Read the entries that follow and give each one again precisely.

*** EXERCISE INPUT Section Begins ***

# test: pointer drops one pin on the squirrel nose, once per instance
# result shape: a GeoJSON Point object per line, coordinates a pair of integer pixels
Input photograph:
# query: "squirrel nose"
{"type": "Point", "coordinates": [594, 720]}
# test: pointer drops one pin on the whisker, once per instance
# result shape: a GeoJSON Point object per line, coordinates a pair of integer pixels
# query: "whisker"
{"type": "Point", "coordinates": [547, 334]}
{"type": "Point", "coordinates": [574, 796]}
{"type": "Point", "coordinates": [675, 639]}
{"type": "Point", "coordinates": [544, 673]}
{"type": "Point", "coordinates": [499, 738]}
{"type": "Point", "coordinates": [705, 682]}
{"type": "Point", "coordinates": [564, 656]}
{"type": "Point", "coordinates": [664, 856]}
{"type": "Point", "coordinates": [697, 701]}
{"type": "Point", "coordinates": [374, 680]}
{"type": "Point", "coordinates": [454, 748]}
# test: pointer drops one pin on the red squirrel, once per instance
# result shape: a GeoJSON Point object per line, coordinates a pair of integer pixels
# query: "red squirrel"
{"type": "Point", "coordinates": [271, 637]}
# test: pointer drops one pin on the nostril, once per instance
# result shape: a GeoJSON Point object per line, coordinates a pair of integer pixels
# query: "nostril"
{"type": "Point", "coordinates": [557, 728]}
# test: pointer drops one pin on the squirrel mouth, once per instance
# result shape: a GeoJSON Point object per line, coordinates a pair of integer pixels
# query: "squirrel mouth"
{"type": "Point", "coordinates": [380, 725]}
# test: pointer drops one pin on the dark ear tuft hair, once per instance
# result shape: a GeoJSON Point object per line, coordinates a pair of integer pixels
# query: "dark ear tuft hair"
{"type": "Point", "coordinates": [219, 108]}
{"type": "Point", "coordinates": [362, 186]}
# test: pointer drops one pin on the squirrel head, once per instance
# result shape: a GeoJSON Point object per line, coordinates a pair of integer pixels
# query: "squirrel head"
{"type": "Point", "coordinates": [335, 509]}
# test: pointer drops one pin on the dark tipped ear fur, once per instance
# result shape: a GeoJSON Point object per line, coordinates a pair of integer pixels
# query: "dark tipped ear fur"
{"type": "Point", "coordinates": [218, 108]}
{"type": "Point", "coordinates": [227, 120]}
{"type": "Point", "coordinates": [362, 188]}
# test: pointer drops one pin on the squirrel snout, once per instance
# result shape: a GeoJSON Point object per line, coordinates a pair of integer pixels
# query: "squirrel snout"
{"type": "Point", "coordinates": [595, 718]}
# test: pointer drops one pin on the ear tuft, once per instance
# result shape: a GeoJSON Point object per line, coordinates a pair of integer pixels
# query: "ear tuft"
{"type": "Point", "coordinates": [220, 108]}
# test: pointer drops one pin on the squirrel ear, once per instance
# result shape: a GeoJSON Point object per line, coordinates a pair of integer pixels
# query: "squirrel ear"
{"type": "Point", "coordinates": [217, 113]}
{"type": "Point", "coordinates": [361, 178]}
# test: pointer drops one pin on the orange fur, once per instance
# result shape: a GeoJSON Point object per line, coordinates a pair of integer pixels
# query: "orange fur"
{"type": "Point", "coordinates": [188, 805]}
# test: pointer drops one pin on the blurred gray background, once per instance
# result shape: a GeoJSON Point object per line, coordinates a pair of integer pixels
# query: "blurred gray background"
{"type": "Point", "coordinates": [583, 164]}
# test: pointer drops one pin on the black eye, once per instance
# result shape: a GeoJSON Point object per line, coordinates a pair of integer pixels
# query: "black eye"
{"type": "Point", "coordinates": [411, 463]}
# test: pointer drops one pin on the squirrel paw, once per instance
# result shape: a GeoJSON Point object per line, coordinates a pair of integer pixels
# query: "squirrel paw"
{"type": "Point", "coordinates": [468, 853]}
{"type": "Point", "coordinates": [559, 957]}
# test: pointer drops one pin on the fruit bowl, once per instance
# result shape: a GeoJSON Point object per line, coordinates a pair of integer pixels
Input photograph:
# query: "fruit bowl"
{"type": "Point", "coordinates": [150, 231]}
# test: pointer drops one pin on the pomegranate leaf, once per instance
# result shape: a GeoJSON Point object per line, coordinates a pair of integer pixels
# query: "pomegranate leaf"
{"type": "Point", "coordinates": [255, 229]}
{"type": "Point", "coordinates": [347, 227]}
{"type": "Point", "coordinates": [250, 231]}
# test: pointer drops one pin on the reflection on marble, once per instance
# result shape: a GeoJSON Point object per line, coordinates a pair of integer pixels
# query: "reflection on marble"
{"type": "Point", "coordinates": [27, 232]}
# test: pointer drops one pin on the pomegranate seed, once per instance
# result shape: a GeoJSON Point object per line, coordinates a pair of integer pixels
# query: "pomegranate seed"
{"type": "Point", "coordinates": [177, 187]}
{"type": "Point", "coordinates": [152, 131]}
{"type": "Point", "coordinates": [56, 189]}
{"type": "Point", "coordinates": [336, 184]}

*** EXERCISE INPUT Section Ends ***

> _SOLUTION TO THIS PROBLEM_:
# test: pointer drops one pin on the squirrel nose, once per instance
# result shape: a GeoJSON Point object per line, coordinates a pair of integer pixels
Input photograph:
# query: "squirrel nose"
{"type": "Point", "coordinates": [594, 720]}
# test: pointer drops one pin on the whisker, once per instance
# result shape: a GeoJSON Point object per line, coordinates a pair of integer pixels
# query: "whisker"
{"type": "Point", "coordinates": [547, 334]}
{"type": "Point", "coordinates": [574, 796]}
{"type": "Point", "coordinates": [675, 639]}
{"type": "Point", "coordinates": [544, 673]}
{"type": "Point", "coordinates": [499, 738]}
{"type": "Point", "coordinates": [705, 682]}
{"type": "Point", "coordinates": [564, 656]}
{"type": "Point", "coordinates": [664, 856]}
{"type": "Point", "coordinates": [697, 701]}
{"type": "Point", "coordinates": [374, 680]}
{"type": "Point", "coordinates": [454, 748]}
# test: pointer drops one pin on the red squirrel, once per instance
# result shape: a GeoJSON Point object per line, coordinates a pair of integer pixels
# query: "red squirrel"
{"type": "Point", "coordinates": [271, 637]}
# test: pointer drops one pin on the nostril, once per instance
# result shape: a GeoJSON Point object per line, coordinates a pair of integer pixels
# query: "nostril"
{"type": "Point", "coordinates": [557, 728]}
# test: pointer drops one pin on the squirrel mouth, once per instance
# result shape: a GeoJSON Point object per line, coordinates a pair of integer pixels
# query: "squirrel mouth"
{"type": "Point", "coordinates": [380, 725]}
# test: pointer drops one pin on the dark ear tuft hair, once per instance
# result shape: a GeoJSON Point object per line, coordinates a pair of integer pixels
# query: "dark ear tuft hair"
{"type": "Point", "coordinates": [219, 108]}
{"type": "Point", "coordinates": [362, 186]}
# test: pointer drops one pin on the squirrel head, once per instance
# result shape: a GeoJSON Point object per line, coordinates a pair of integer pixels
# query: "squirrel head"
{"type": "Point", "coordinates": [335, 509]}
# test: pointer drops one pin on the dark tipped ear fur, once per instance
# result shape: a GeoJSON Point object per line, coordinates a pair of integer pixels
# query: "dark tipped ear fur"
{"type": "Point", "coordinates": [218, 108]}
{"type": "Point", "coordinates": [227, 120]}
{"type": "Point", "coordinates": [362, 188]}
# test: pointer drops one pin on the squirrel snout, once per instance
# result shape: a GeoJSON Point object per line, coordinates a pair of integer pixels
# query: "squirrel snout"
{"type": "Point", "coordinates": [595, 718]}
# test: pointer drops one pin on the ear tuft, once per instance
# result shape: a GeoJSON Point object per line, coordinates a pair of integer pixels
# query: "ear tuft"
{"type": "Point", "coordinates": [220, 108]}
# test: pointer drops one pin on the squirrel ear, once per instance
# result shape: a GeoJSON Point object per line, coordinates a pair of integer pixels
# query: "squirrel ear"
{"type": "Point", "coordinates": [217, 113]}
{"type": "Point", "coordinates": [361, 178]}
# test: pointer drops one pin on the orange fur, once per instance
# result shape: a GeoJSON Point object per line, coordinates a pair of integer pixels
# query: "orange fur"
{"type": "Point", "coordinates": [188, 805]}
# test: pointer drops one pin on the blurred gray background, once per instance
# result shape: a GeoJSON Point object per line, coordinates a pair of integer pixels
# query: "blurred gray background"
{"type": "Point", "coordinates": [583, 164]}
# test: pointer drops one pin on the black eye, once per instance
# result shape: a GeoJSON Point object per line, coordinates a pair of integer pixels
# query: "black eye"
{"type": "Point", "coordinates": [411, 463]}
# test: pointer drops one pin on the squirrel paw, once per instance
# result shape: a GeoJSON Point object per line, coordinates a pair of integer pixels
# query: "squirrel paw"
{"type": "Point", "coordinates": [468, 853]}
{"type": "Point", "coordinates": [559, 957]}
# test: pointer drops one pin on the fruit bowl, once per instance
# result shape: a GeoJSON Point object per line, coordinates a pair of integer pixels
Input photograph:
# query: "fruit bowl"
{"type": "Point", "coordinates": [150, 231]}
# test: pointer drops one pin on the pomegranate leaf, once per instance
# result shape: a GeoJSON Point object per line, coordinates a pair of integer pixels
# query: "pomegranate leaf"
{"type": "Point", "coordinates": [255, 229]}
{"type": "Point", "coordinates": [347, 227]}
{"type": "Point", "coordinates": [250, 231]}
# test: pointer drops one pin on the reflection on marble, once per instance
# result shape: a GeoJSON Point object per line, coordinates a pair of integer pixels
# query: "reflection on marble"
{"type": "Point", "coordinates": [27, 232]}
# test: pointer drops one pin on the pomegranate seed, once per instance
# result shape: a GeoJSON Point object per line, coordinates a pair of integer pixels
# query: "pomegranate seed"
{"type": "Point", "coordinates": [177, 187]}
{"type": "Point", "coordinates": [152, 131]}
{"type": "Point", "coordinates": [56, 189]}
{"type": "Point", "coordinates": [336, 184]}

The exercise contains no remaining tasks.